Task objective:
Show each line of the entries below that contains the word "pavement".

^^^^

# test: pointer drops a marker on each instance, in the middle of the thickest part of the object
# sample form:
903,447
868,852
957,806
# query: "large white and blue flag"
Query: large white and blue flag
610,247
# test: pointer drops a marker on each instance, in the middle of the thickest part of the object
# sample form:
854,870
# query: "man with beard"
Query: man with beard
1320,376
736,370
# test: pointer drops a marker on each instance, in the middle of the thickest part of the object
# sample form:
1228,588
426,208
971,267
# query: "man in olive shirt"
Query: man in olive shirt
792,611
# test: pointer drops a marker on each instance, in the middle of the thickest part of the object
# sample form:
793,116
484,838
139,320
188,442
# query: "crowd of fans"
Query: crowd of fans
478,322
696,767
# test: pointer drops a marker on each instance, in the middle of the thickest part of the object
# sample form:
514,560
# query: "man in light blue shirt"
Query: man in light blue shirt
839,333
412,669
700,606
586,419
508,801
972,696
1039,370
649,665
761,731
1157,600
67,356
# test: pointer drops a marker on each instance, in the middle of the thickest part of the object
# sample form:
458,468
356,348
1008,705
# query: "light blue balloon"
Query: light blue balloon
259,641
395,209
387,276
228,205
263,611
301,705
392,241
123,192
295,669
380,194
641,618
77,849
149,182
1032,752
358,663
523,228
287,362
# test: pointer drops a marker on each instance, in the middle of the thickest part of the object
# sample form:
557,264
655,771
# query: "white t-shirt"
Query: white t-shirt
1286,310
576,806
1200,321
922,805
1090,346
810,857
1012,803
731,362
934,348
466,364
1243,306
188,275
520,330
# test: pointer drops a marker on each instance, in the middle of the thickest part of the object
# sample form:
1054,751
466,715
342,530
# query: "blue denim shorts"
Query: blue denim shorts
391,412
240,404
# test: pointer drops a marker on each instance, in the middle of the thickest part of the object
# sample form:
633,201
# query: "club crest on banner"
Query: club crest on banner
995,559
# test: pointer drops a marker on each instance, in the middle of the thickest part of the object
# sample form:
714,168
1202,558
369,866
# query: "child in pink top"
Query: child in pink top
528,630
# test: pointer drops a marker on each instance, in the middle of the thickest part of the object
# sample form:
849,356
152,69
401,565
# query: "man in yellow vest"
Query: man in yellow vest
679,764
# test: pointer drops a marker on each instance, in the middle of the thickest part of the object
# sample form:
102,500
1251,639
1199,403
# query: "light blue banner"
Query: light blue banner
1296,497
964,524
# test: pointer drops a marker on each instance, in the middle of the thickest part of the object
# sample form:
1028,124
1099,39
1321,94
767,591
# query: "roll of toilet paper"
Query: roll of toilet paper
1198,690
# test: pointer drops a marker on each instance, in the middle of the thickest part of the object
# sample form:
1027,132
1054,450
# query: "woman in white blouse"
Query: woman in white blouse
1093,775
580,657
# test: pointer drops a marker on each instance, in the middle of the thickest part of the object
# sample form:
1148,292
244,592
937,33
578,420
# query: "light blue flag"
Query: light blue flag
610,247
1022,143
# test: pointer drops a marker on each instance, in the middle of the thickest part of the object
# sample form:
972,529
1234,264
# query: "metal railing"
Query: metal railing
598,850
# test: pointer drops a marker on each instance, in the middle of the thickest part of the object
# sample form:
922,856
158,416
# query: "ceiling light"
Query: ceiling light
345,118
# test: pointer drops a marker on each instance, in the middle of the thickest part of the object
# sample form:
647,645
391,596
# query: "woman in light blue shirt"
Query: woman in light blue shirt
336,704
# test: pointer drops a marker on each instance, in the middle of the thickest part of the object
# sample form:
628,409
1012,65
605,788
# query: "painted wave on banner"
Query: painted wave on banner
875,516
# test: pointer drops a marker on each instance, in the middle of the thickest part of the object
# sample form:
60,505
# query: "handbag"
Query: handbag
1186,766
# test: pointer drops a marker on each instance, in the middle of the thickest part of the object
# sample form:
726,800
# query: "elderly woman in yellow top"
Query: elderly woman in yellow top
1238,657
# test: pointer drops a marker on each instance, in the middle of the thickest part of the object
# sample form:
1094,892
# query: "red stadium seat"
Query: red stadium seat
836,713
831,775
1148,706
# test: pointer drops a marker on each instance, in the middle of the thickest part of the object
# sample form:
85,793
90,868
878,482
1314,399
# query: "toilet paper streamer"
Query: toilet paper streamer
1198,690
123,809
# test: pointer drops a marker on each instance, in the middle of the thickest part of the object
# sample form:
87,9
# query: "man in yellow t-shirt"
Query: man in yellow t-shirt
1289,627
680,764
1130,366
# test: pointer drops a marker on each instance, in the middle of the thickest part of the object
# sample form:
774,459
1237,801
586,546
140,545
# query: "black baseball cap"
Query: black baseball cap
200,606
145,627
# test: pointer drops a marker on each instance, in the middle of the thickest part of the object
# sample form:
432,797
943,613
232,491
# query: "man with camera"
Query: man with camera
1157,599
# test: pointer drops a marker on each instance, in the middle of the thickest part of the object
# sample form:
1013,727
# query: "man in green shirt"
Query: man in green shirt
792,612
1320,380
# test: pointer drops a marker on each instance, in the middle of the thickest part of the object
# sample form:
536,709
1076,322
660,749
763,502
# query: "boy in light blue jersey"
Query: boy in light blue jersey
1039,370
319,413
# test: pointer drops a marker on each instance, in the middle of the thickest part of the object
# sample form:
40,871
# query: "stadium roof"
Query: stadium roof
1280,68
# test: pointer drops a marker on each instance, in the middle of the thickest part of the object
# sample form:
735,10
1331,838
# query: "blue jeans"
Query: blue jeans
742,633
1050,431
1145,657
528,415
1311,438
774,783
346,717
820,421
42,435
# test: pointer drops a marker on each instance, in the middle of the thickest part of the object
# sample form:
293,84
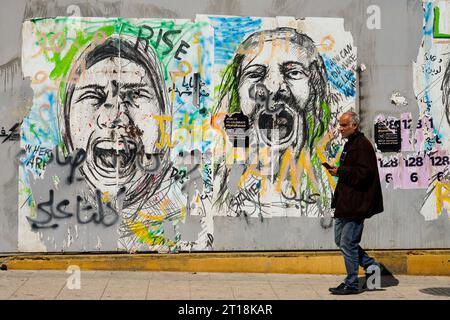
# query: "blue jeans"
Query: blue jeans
347,236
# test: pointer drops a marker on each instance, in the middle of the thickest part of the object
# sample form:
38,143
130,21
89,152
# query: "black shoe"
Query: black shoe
344,290
339,287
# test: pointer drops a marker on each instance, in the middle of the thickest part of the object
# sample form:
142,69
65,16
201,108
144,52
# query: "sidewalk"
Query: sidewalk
95,285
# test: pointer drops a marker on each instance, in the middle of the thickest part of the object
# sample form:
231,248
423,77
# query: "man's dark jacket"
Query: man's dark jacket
358,192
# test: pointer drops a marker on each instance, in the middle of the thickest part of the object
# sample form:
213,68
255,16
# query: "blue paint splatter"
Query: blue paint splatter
341,78
229,32
428,23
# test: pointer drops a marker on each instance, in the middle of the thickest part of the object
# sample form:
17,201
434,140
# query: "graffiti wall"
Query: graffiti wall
120,108
142,131
203,126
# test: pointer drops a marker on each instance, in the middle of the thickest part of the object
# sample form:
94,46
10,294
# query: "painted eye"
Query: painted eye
90,95
254,75
295,75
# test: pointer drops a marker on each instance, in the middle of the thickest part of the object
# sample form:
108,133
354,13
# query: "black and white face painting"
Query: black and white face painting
278,86
112,114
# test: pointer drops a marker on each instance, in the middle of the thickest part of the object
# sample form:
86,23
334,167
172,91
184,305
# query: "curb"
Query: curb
409,262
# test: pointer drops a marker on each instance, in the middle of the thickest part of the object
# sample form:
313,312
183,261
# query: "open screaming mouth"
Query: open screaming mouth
110,155
276,128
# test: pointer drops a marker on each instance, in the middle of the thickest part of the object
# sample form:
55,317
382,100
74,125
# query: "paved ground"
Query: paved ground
15,284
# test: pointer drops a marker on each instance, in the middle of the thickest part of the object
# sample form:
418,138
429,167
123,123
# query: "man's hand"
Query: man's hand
333,171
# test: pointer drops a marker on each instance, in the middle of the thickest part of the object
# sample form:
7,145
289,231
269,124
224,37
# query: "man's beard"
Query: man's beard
109,157
278,125
110,164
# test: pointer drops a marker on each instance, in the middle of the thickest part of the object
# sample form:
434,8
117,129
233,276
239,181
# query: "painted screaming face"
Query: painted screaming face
274,89
111,112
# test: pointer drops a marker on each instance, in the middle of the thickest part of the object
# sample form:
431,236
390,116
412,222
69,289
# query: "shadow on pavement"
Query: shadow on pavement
443,292
387,279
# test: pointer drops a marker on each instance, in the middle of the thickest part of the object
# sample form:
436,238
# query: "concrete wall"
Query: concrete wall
387,52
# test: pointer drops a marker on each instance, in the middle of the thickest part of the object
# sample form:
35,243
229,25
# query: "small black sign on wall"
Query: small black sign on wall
236,127
388,137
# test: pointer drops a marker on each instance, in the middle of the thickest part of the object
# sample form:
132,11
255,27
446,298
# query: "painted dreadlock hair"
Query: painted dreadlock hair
316,109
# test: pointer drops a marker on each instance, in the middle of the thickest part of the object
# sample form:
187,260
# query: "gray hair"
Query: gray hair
354,117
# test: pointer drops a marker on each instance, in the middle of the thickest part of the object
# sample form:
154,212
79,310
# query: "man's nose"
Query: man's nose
114,114
273,84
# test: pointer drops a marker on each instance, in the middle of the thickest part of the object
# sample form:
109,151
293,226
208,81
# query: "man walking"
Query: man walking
357,197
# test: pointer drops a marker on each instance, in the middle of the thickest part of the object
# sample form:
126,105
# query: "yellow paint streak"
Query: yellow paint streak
320,152
252,171
442,194
105,197
179,74
165,137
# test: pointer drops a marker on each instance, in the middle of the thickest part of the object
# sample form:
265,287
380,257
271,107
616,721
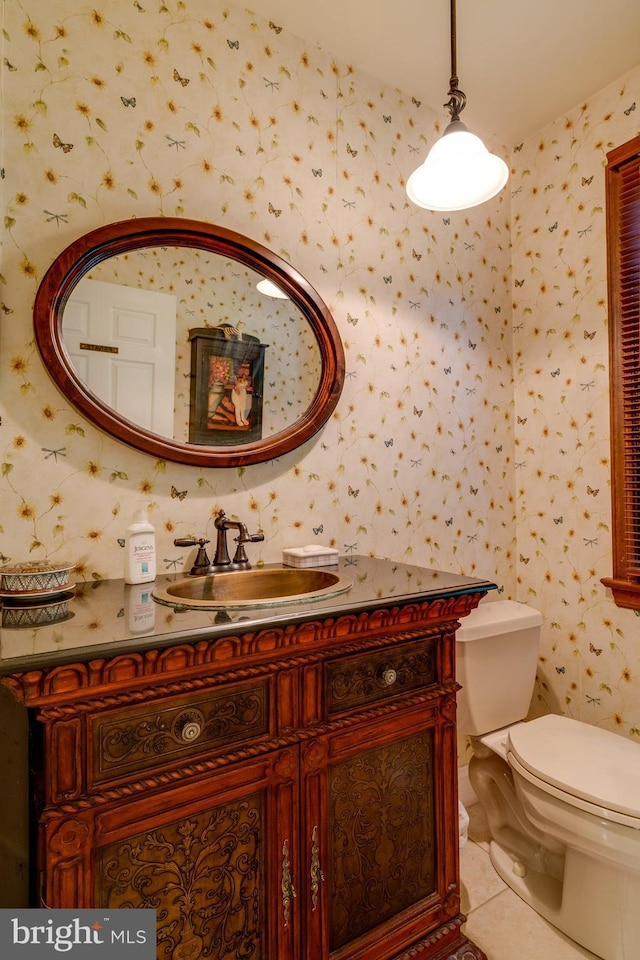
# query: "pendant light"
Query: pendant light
459,171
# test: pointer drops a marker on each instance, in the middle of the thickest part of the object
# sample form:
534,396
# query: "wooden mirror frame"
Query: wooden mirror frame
128,235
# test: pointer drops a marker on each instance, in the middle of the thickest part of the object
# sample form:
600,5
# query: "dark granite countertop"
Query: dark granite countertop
108,618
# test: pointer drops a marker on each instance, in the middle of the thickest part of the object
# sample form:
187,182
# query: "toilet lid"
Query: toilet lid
581,760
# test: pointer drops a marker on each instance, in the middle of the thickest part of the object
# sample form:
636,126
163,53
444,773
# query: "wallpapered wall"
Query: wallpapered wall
435,455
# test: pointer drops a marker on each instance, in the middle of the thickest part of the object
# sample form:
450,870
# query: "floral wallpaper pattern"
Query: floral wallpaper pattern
472,433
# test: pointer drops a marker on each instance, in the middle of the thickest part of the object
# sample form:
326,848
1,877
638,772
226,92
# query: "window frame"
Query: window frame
622,185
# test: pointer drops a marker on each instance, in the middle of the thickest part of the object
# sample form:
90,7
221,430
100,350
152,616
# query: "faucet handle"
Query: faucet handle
241,554
202,564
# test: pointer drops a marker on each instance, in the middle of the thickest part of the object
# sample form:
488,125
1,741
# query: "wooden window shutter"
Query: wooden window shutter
623,252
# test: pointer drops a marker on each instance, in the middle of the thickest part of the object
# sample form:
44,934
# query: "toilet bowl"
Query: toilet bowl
562,798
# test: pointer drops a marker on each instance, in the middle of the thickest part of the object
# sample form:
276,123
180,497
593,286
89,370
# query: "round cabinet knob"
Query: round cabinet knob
188,726
389,676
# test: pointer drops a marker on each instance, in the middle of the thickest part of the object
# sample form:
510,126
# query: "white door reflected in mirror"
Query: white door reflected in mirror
122,341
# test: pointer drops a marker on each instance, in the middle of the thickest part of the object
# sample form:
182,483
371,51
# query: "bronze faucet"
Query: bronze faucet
221,561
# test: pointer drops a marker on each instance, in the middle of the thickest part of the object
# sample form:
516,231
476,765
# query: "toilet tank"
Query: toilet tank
496,657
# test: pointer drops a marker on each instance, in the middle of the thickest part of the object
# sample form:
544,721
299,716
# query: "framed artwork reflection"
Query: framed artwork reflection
227,380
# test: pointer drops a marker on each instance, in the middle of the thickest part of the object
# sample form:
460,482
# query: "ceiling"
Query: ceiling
521,63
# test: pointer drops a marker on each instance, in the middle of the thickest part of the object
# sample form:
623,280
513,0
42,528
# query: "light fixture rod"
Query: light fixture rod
457,99
454,31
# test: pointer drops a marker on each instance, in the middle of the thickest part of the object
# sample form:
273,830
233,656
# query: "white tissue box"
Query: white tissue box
313,555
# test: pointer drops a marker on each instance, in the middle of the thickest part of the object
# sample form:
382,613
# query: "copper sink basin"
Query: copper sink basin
265,587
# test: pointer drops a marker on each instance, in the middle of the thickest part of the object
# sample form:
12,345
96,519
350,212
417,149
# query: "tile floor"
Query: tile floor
498,921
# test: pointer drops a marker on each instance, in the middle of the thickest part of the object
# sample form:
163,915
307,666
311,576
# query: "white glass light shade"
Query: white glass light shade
271,290
459,173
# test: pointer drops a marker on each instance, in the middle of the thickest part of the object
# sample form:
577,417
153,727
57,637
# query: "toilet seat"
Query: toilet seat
593,769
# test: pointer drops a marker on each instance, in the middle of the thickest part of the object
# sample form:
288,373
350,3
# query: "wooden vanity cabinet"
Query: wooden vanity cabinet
285,794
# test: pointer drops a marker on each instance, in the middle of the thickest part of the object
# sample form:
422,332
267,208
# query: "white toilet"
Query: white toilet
562,798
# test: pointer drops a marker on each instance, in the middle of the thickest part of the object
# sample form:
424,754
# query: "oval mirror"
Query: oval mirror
189,342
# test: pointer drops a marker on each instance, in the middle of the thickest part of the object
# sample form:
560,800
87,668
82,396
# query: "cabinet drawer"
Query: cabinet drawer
367,678
174,730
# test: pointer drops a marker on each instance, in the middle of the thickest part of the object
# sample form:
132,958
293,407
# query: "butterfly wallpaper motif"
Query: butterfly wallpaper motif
472,433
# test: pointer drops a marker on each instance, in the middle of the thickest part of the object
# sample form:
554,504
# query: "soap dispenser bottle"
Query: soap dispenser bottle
140,549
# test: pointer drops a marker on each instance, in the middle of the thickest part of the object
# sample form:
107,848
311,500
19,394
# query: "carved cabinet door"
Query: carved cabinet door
213,857
381,869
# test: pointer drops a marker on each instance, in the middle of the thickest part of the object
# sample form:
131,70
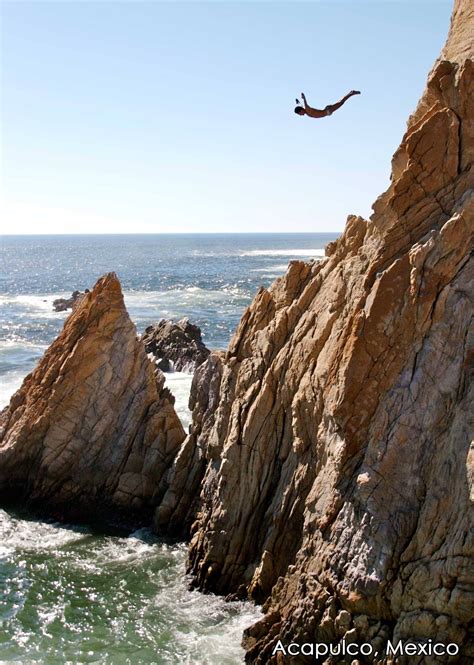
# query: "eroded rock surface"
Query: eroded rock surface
338,481
63,304
91,432
176,346
179,495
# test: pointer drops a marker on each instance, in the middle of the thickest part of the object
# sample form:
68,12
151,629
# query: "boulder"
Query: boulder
91,432
176,346
63,304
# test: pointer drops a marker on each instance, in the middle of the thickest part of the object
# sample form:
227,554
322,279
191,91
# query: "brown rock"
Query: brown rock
338,474
176,346
63,304
90,433
180,491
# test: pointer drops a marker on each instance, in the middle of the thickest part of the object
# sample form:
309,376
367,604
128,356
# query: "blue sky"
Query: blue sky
178,117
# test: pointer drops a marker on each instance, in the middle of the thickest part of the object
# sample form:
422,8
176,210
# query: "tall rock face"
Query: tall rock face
339,478
91,432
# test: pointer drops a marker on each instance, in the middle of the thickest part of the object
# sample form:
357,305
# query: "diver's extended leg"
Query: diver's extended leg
330,108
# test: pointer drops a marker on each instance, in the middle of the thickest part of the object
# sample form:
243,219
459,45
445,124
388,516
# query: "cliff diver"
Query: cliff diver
322,113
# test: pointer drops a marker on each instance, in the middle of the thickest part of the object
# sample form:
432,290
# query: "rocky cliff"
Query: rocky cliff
91,432
337,482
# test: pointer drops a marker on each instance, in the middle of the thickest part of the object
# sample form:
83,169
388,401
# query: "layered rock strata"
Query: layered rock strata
176,346
63,304
338,476
91,432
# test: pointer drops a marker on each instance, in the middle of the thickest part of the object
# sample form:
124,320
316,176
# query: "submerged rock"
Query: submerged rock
63,304
338,469
176,346
91,432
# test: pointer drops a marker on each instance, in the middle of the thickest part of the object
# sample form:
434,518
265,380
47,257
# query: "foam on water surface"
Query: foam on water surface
68,594
75,596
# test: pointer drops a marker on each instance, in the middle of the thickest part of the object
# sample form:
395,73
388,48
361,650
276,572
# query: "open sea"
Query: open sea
69,594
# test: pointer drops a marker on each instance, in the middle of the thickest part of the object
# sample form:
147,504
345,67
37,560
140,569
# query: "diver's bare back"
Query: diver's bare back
322,113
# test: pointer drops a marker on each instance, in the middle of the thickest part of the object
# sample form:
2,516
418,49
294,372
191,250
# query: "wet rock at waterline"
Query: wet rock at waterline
338,481
91,432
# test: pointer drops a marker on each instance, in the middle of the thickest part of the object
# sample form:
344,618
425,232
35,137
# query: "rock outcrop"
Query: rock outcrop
91,432
176,346
339,476
63,304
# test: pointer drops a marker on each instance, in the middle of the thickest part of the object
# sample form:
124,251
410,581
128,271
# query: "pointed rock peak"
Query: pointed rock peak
91,432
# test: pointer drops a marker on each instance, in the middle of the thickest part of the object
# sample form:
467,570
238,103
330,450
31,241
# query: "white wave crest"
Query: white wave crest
284,252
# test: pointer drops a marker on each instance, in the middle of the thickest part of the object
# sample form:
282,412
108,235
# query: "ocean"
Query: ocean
71,594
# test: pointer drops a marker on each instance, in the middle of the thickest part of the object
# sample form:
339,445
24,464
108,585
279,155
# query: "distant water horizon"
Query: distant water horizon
70,593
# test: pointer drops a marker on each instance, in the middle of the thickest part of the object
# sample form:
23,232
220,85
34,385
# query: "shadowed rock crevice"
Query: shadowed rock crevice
338,474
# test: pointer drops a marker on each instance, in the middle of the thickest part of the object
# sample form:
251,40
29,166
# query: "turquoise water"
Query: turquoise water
70,595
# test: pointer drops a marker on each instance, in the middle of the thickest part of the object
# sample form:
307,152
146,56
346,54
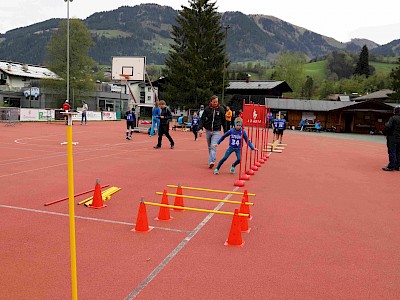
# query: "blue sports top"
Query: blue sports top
281,124
195,121
235,139
156,111
130,115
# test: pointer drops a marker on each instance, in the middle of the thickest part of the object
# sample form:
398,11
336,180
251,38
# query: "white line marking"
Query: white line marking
87,218
174,252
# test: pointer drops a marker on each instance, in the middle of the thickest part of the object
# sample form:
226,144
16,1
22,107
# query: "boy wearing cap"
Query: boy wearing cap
212,120
235,144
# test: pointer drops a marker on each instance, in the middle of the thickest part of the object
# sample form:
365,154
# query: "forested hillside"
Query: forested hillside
144,30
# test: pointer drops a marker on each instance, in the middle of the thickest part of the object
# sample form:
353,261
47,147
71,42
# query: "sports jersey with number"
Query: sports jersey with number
130,115
195,121
235,138
281,124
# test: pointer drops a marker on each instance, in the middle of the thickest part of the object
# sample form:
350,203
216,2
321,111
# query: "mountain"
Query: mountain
144,30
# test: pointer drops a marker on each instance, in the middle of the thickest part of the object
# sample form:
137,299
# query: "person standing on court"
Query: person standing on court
212,120
130,122
195,125
84,110
66,108
165,117
281,128
392,132
228,119
155,120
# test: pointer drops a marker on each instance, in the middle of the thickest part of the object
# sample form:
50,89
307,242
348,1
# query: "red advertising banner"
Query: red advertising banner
254,115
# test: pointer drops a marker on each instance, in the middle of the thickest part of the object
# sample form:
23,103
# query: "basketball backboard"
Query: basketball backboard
133,67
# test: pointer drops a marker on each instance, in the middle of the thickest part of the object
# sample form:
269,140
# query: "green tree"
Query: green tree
195,63
340,65
362,66
395,83
290,68
308,88
81,65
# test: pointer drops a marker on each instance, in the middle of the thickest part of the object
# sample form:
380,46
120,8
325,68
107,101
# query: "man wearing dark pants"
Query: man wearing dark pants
165,116
392,132
212,120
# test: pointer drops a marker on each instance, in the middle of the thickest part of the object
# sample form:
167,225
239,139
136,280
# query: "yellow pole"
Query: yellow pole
197,209
209,190
72,240
205,199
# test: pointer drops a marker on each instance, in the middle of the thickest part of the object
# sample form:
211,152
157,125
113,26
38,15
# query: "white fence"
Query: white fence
32,114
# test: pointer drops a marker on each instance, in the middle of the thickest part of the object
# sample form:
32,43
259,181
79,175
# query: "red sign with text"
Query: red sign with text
254,115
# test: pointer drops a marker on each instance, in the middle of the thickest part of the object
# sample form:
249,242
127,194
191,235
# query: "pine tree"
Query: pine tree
362,67
195,65
395,83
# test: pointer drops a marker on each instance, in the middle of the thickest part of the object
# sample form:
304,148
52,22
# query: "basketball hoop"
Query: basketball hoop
125,79
126,76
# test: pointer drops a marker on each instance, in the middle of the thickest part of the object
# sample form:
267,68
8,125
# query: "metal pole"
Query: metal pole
226,27
67,49
71,204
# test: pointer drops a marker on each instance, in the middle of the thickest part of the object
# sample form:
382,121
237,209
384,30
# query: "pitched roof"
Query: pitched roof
324,105
378,95
240,85
305,105
25,70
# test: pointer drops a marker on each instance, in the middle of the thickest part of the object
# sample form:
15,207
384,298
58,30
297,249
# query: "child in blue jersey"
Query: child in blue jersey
275,123
130,122
195,125
235,143
281,128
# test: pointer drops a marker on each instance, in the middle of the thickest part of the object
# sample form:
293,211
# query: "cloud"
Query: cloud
379,34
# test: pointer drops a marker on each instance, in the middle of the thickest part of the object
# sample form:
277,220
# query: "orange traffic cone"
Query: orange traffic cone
235,234
179,200
163,214
142,223
244,221
97,201
245,198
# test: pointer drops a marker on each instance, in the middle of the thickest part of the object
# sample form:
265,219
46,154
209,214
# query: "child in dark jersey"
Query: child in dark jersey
235,144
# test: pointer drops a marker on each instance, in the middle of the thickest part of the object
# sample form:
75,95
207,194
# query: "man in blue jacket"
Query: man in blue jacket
213,119
392,132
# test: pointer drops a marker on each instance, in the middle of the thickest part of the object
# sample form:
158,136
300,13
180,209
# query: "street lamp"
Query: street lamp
226,27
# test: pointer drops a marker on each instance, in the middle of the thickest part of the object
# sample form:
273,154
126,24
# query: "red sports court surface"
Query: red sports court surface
325,221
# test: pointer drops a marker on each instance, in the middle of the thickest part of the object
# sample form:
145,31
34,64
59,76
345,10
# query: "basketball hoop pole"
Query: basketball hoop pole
126,77
154,92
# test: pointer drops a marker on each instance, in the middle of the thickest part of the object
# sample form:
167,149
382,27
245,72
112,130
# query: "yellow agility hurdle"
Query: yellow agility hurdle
106,194
209,190
204,198
197,209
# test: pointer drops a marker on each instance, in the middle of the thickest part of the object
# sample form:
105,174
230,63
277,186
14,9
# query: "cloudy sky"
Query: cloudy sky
377,21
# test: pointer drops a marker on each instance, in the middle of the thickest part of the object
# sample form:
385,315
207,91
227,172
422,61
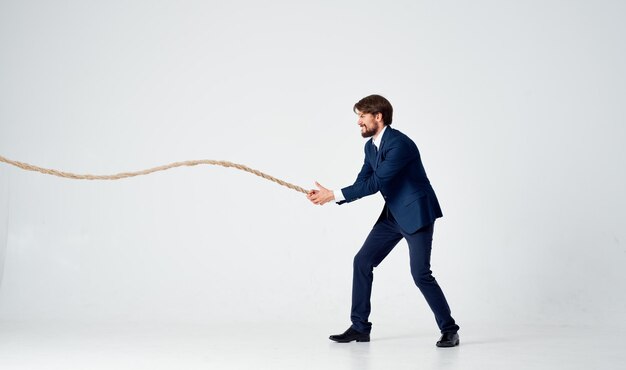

^^^^

Exercise output:
# query: "shadow on pavement"
Query: shadow on pavement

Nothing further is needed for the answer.